§ **Directions**:
[1] In the Galaxy DESeq2 walkthrough, write out everything from "Click the 'Start'" down to "(lime green line)", swapping "forest green" for "dark green".
[2] According to the Galaxy DESeq2 walkthrough, what share of the variability is captured by the first component in the plot?

§ **Page extract**:

[Start of section]

1) Register for a Galaxy account at https://usegalaxy.org/
2) Login
Note: Check if Galaxy is operational https://status.galaxyproject.org/
We will be using DESeq2 to perform differential gene expression analysis.
Use the search bar on the left side to find the software tool called 'DESeq2'.
It is also under Genomics Analysis > RNA-seq > DESeq2
Click on the DESeq2 result to open the tool.
Tool opens in the middle pane.
Factors correspond to sample comparisons we want to make. In this example, it is SAM (Factor 1) vs leaf (Factor 2) samples.
1) Fill in the factor names where the boxes are.
2) Select the blue highlighted folder button to upload the data sets to the appropriate factors.
After you click the folder button, a pop-up will appear. Click the 'Upload' button on the bottom left side.
Drag and drop your 5 Soybean SAM quant files into this pop-up. Remember that the quantification files were the output files from Salmon.
Select '.txt' from the drop down menu for file type (highlighted in magenta). Note that the box is searchable so you don't have to scroll through the entire list.
Click the 'Start' button highlighted in blue. Once the files have uploaded, the rows will turn green and the Status will be 100%.
Click the 'Select' button. OR click outside of the pop up and the file will be in a right handed panel that you can now drag and drop into the counts files box for the appropriate factor level.
Repeat for the two Leaf samples in factor level two.
Select the DESeq2 options match these:
1) TPM values (magenta line)
2) Salmon for Program used (forest green line)
3) GTF/GFF3 for Gene mapping format (lime green line)
4) Then upload the glyma.Wm82_ISU01.gnm2.ann1.FGFB.gene_models_main.AGAT.gtf for the Annotation file (blue line).
Note that this NEEDS to be the same gtf annotation file we used during Salmon quantification.
Hit the execute button to submit your job!
Your job will appear in the right hand column.
Your job will look gray while it is waiting in the queue.
Your job will turn yellow when it starts running.
It will turn green once it is done!
Click the job to see the outputs and to download the files.
The DESeq2 analysis output several summary visualizations for our soybean tissue comparisons. We will go through a few of them here.
This plot shows our samples after the count data has been decomposed down to the first two principle components. We clearly see one cluster for the meristem and two clusters for leaf data with the young leaf samples on the far top left and the old leaf samples mostly on the right. The meristem samples on the far bottom right. It appears that the first principle component has captured the majority of the variability (77%) involved in the difference between these two tissue types with the second principle component capturing the between sample variabilities.

[End of section]

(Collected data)
[Start of section]

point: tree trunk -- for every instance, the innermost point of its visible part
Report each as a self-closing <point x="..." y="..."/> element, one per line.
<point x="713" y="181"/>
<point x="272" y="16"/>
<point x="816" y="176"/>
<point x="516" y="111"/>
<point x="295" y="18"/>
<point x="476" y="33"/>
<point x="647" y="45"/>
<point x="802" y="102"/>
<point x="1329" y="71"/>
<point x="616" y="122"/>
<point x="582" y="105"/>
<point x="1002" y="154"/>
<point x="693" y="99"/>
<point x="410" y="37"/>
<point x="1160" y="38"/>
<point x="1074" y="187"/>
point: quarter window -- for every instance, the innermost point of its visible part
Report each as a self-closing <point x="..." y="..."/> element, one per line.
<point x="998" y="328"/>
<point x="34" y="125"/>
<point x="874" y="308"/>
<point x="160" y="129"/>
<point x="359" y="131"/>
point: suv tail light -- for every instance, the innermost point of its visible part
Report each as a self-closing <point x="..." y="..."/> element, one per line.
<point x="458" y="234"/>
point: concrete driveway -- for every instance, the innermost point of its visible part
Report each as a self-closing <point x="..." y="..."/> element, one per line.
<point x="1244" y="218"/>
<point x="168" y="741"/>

[End of section]

§ **Solutions in order**:
[1]
Click the 'Start' button highlighted in blue. Once the files have uploaded, the rows will turn green and the Status will be 100%.
Click the 'Select' button. OR click outside of the pop up and the file will be in a right handed panel that you can now drag and drop into the counts files box for the appropriate factor level.
Repeat for the two Leaf samples in factor level two.
Select the DESeq2 options match these:
1) TPM values (magenta line)
2) Salmon for Program used (dark green line)
3) GTF/GFF3 for Gene mapping format (lime green line)

[2] 77%, the majority of the variability.